Start of Block

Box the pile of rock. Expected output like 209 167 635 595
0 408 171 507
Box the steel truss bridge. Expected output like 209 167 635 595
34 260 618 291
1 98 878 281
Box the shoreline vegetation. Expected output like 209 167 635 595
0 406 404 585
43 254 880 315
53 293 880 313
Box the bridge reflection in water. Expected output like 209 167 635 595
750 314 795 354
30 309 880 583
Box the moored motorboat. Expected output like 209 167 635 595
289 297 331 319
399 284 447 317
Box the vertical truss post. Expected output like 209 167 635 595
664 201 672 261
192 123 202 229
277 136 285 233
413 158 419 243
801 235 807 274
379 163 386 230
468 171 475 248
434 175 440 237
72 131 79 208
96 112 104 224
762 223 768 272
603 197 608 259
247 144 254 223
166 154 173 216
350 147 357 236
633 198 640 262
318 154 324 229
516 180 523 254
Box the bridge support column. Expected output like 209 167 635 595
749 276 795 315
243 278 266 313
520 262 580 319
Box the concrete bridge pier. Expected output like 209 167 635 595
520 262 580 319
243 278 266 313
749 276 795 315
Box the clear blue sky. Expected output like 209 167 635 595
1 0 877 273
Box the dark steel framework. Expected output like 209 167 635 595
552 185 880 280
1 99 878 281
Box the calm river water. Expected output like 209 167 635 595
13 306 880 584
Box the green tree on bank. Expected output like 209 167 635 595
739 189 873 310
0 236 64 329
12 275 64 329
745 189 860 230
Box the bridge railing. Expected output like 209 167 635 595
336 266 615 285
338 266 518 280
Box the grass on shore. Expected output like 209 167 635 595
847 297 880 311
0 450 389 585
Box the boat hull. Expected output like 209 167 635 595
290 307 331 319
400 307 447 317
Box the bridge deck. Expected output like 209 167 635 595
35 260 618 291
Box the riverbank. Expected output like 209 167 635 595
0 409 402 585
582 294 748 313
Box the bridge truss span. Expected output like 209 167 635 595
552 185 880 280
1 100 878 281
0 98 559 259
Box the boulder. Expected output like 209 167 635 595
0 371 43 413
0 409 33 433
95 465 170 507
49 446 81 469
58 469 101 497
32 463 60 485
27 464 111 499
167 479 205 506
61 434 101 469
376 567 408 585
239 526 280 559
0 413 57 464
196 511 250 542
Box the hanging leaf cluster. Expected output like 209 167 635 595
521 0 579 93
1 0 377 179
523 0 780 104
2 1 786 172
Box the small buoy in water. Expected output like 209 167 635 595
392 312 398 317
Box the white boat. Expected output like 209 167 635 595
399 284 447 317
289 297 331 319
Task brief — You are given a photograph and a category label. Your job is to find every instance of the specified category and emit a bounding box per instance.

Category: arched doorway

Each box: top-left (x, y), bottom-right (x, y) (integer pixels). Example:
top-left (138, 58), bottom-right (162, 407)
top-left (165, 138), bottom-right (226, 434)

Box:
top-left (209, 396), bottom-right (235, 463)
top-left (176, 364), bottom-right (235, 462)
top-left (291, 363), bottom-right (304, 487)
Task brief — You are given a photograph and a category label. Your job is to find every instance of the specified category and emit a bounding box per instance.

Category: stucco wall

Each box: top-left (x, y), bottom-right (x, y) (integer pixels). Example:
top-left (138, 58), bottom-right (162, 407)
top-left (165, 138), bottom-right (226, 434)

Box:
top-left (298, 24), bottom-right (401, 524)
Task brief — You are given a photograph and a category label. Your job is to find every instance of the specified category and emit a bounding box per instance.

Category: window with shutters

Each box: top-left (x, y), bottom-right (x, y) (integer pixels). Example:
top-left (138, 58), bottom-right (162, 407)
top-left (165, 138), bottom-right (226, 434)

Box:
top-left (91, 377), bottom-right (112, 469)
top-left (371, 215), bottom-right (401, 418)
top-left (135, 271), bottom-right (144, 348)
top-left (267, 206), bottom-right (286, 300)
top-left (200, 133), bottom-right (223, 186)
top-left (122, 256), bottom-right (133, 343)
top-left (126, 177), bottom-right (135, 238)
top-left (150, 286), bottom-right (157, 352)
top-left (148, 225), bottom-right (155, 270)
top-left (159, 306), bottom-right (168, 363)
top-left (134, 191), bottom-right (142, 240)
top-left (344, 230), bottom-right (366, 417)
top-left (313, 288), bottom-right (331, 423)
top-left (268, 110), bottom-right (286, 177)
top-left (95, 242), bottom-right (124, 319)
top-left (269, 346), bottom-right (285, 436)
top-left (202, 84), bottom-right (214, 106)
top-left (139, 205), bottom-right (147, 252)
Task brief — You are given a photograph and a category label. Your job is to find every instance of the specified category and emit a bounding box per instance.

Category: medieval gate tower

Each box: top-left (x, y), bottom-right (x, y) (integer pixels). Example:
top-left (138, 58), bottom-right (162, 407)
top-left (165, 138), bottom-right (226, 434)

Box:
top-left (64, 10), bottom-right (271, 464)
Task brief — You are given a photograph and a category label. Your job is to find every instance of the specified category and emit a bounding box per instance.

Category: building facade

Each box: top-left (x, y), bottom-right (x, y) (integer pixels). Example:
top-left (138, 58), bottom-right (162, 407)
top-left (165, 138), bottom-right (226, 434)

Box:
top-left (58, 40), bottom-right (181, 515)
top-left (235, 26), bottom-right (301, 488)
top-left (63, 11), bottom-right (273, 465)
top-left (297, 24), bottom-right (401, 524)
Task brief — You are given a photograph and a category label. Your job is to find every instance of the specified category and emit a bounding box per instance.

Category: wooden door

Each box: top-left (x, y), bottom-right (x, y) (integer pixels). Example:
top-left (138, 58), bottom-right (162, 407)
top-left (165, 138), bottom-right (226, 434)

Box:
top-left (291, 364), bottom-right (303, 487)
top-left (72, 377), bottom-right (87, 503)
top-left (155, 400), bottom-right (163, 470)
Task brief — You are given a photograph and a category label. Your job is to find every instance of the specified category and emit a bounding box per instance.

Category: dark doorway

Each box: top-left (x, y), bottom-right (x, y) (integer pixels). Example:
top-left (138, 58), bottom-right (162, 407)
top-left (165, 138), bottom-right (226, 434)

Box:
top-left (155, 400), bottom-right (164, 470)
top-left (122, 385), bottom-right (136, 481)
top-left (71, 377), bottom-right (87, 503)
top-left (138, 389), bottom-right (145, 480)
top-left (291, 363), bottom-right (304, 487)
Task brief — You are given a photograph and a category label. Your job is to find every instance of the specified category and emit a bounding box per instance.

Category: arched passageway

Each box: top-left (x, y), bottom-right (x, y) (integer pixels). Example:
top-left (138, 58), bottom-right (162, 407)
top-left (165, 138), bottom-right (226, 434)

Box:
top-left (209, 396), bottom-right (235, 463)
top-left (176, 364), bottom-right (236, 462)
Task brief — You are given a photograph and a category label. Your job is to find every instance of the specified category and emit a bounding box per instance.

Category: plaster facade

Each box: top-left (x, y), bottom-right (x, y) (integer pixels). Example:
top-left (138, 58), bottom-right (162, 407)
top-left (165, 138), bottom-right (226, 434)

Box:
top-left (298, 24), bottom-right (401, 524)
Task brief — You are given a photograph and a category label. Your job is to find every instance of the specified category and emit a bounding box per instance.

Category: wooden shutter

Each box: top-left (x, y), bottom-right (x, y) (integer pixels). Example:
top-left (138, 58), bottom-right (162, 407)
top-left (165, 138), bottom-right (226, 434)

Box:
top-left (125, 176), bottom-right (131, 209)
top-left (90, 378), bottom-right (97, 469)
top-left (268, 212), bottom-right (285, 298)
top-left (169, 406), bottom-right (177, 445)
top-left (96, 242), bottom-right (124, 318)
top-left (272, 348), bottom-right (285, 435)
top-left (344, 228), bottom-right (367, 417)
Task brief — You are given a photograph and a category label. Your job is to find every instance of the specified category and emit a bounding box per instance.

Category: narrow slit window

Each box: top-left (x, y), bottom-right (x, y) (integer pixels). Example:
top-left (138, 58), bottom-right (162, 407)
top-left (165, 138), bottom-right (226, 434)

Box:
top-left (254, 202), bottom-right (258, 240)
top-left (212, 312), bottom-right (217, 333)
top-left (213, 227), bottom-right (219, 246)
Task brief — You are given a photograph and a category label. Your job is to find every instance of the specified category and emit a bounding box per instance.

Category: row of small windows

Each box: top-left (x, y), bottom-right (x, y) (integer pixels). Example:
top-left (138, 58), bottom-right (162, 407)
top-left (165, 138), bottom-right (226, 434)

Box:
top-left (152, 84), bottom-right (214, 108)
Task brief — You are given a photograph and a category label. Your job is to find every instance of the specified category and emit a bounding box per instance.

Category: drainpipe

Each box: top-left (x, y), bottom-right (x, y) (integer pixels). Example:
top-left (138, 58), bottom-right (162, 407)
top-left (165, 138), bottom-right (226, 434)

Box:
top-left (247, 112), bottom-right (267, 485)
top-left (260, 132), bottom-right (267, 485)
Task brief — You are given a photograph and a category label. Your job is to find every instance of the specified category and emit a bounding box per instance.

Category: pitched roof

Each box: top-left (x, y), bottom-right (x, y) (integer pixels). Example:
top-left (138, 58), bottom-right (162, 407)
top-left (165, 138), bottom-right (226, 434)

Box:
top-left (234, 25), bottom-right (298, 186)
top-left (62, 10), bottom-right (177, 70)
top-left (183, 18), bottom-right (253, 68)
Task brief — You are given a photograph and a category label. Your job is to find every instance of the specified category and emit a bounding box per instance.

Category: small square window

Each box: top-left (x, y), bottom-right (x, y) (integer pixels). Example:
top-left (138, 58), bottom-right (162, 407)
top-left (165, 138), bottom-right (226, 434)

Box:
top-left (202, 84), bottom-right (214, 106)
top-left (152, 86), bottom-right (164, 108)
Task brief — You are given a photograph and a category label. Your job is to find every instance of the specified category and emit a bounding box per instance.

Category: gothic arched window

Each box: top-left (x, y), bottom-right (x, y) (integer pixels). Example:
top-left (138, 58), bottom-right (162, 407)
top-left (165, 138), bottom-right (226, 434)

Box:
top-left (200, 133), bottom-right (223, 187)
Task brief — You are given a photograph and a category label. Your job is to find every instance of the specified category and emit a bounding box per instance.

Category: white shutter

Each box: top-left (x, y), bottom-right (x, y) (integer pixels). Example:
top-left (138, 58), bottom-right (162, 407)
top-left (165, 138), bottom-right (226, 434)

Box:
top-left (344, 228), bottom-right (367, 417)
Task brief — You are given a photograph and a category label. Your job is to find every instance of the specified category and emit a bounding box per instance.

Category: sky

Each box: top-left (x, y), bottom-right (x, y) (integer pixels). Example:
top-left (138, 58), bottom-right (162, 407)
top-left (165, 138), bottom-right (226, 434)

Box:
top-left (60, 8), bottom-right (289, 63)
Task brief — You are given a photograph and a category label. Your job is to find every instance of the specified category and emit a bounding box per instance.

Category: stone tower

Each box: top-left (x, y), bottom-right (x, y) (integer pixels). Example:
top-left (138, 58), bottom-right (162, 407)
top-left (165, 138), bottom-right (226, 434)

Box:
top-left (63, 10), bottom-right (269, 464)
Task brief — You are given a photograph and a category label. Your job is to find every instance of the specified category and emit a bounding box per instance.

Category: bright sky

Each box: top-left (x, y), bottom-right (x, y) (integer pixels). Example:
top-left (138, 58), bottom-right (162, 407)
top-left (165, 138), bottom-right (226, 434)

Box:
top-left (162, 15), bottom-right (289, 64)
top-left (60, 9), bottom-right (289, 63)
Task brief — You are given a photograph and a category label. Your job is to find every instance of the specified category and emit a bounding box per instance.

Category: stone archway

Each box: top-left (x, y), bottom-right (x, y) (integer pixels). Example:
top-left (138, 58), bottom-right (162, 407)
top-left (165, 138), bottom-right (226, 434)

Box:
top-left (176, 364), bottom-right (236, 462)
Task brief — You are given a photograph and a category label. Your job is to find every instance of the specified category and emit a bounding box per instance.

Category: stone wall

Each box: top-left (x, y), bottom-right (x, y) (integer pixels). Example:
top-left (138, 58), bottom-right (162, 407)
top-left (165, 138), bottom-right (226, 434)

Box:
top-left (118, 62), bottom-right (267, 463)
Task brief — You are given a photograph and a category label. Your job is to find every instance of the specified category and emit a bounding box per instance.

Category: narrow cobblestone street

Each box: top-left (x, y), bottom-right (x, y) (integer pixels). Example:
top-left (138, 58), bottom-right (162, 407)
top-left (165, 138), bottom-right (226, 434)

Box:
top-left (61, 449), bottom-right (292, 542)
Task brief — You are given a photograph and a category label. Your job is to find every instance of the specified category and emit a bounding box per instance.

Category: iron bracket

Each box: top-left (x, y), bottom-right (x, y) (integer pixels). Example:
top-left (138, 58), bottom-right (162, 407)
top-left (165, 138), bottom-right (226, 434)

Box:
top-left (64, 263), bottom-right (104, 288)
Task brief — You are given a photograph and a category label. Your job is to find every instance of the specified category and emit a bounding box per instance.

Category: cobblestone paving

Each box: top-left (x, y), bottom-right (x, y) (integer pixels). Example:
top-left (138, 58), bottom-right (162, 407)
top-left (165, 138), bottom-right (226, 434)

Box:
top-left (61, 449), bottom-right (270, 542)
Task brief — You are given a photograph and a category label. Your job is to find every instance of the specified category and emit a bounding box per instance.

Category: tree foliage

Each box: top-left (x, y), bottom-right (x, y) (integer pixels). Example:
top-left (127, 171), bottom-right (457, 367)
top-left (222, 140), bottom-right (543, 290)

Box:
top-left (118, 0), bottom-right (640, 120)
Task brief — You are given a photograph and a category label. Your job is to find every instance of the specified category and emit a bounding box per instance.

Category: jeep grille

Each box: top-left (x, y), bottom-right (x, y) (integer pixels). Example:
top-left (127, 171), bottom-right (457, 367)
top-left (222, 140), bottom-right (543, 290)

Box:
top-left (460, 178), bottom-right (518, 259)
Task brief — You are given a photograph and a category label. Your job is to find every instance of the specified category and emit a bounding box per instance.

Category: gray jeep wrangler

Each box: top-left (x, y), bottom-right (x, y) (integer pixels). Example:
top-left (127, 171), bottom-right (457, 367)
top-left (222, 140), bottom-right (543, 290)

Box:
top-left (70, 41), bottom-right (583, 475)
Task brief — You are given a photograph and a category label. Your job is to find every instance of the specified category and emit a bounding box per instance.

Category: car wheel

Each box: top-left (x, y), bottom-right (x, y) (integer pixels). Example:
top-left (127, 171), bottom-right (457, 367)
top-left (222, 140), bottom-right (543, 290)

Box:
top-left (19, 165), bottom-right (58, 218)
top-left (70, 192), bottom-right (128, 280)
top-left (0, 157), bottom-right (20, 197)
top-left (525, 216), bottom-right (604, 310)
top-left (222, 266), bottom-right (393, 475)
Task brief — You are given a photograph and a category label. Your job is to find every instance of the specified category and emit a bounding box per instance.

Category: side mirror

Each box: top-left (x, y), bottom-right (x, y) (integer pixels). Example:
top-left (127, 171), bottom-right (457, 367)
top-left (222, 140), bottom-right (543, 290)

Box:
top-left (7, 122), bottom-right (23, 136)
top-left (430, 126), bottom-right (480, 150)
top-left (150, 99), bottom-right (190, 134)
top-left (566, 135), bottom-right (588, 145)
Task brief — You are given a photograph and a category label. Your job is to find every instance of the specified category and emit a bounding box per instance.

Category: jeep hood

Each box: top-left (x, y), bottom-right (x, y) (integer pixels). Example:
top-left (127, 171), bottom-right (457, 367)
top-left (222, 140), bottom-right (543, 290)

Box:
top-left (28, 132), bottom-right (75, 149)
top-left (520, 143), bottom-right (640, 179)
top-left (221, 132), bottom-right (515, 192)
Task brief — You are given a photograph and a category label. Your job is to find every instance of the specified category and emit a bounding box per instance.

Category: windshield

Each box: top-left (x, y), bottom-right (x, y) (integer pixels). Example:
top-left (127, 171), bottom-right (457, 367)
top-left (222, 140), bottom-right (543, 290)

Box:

End of Block

Lines in the data above may contain the word "wooden"; count them and give only the number.

2